◆ **Assigned task**
Work out how many lines of the listing hold "transparent", then state only that count.

### Supplied information

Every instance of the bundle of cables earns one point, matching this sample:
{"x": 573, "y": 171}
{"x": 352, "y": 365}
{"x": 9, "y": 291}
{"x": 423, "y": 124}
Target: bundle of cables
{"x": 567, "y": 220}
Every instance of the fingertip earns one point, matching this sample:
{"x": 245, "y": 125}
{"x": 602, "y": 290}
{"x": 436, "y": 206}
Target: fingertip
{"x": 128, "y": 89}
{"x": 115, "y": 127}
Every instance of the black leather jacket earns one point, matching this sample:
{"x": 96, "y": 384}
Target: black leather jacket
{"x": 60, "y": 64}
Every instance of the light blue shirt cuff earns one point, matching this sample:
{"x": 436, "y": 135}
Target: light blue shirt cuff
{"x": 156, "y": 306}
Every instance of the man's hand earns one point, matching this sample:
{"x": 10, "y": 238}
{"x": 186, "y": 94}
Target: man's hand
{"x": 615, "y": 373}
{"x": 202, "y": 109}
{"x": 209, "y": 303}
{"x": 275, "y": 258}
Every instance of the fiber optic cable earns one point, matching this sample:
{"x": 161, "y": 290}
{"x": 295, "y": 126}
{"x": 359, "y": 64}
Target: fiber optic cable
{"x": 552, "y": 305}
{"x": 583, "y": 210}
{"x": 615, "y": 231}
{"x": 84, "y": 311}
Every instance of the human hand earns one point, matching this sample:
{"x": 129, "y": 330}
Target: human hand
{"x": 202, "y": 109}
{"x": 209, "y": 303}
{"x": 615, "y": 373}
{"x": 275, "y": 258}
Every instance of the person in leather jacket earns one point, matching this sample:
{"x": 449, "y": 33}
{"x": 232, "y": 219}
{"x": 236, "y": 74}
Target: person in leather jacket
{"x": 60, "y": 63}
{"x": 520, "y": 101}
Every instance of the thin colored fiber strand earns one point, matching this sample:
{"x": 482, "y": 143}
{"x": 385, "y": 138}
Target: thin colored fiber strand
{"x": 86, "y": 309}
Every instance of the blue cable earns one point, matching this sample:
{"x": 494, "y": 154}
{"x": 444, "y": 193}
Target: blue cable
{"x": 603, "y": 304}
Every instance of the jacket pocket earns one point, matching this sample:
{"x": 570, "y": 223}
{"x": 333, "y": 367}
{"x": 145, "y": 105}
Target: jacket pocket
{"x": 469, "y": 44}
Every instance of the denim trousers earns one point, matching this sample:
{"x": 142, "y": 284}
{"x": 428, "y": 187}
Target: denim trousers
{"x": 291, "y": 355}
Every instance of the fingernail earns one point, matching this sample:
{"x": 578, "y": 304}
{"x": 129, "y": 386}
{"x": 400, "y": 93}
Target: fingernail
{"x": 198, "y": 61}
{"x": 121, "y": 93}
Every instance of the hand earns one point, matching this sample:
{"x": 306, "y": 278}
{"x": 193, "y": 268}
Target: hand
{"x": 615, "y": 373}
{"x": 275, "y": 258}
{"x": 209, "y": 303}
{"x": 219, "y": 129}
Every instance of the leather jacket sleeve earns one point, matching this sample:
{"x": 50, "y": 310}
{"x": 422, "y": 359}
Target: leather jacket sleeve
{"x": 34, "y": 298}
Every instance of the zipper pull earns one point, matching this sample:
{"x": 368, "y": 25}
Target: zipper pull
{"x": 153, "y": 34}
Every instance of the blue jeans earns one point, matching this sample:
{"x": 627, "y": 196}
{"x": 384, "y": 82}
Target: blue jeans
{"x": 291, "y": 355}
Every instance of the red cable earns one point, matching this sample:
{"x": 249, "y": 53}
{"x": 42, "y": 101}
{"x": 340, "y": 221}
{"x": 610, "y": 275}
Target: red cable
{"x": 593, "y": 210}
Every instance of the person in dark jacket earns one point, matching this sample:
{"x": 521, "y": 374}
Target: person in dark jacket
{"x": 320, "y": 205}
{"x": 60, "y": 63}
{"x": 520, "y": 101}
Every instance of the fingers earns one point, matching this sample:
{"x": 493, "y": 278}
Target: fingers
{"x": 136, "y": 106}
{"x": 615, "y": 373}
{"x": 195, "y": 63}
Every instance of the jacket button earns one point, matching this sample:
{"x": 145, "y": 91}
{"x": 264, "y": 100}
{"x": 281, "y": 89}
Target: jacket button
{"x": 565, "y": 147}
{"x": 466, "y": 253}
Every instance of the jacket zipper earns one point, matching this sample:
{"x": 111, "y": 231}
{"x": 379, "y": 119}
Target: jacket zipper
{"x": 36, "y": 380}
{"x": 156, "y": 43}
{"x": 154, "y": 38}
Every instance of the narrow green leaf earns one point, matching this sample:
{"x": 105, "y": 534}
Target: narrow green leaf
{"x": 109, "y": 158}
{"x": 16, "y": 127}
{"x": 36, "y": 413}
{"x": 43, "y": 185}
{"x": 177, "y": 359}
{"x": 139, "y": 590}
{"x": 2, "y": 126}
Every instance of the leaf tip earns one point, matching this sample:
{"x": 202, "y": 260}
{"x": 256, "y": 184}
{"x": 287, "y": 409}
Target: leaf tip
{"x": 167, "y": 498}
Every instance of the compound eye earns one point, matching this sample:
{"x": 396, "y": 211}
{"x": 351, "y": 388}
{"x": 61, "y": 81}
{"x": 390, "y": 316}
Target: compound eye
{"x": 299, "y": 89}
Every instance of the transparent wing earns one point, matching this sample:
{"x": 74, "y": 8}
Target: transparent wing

######

◆ **Solved exercise**
2